Records:
============

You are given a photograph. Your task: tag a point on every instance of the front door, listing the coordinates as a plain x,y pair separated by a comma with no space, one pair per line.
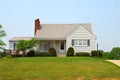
61,47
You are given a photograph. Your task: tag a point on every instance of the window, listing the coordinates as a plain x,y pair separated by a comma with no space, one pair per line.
62,46
76,42
81,42
46,46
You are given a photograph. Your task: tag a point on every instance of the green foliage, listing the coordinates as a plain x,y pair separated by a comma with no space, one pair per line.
96,53
70,51
1,53
107,55
30,53
41,54
52,52
115,53
57,68
85,54
2,34
26,44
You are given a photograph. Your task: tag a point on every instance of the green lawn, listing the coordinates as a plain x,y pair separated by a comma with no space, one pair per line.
57,68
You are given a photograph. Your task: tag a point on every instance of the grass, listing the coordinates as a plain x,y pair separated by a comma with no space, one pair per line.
57,68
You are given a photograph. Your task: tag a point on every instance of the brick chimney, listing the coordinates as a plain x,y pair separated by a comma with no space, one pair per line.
37,26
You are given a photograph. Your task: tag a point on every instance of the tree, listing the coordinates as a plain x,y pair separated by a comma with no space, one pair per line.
2,34
26,44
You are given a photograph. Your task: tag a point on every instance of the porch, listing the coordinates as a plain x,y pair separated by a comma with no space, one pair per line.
59,45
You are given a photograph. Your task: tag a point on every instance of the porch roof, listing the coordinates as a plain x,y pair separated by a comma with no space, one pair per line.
58,31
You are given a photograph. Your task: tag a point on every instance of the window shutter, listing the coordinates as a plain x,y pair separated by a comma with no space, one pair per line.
72,42
88,42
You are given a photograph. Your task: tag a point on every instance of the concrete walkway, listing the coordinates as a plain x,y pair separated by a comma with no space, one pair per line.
117,62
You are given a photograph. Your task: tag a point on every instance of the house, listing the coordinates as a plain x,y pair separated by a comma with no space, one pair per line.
61,37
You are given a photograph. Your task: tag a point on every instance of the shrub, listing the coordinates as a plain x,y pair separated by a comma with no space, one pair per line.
96,53
86,54
42,54
1,54
52,52
115,53
30,53
70,51
107,55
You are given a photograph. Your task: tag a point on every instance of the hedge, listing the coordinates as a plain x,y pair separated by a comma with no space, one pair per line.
52,52
85,54
96,53
41,54
70,51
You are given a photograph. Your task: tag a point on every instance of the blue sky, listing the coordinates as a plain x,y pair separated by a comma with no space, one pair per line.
17,17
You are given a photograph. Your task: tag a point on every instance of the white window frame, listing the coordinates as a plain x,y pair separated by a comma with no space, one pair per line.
81,42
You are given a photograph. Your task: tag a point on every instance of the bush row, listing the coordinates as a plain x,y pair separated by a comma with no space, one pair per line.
52,52
84,54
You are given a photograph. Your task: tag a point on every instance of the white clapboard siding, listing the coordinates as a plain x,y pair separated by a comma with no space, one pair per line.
81,33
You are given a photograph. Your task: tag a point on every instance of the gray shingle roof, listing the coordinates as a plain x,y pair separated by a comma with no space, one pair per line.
58,31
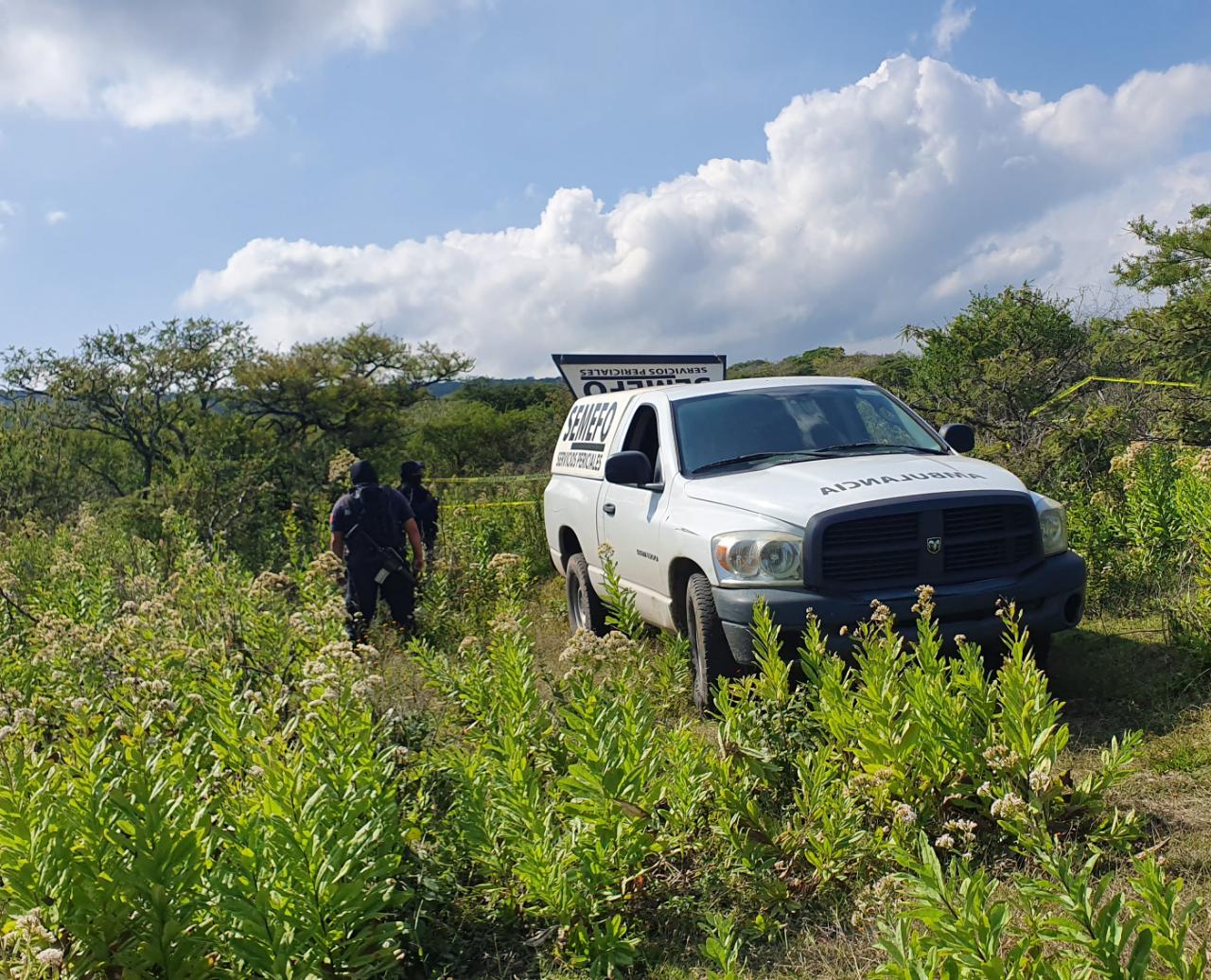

============

### Task details
Pull out each line in the records above that contains the word "roof", and list those lines in their original order.

### Answer to this problem
You are given a photograph. Your task: tag a point on every instance of the porch roof, listing the coordinates as a plain x,y pair separated by a comma with no space, one pair per line.
You are given a photograph. Your task: tag a point on every instance of the gray shingle roof, listing the coordinates as a plain x,y pair separated by a comma with no space, one pair per line.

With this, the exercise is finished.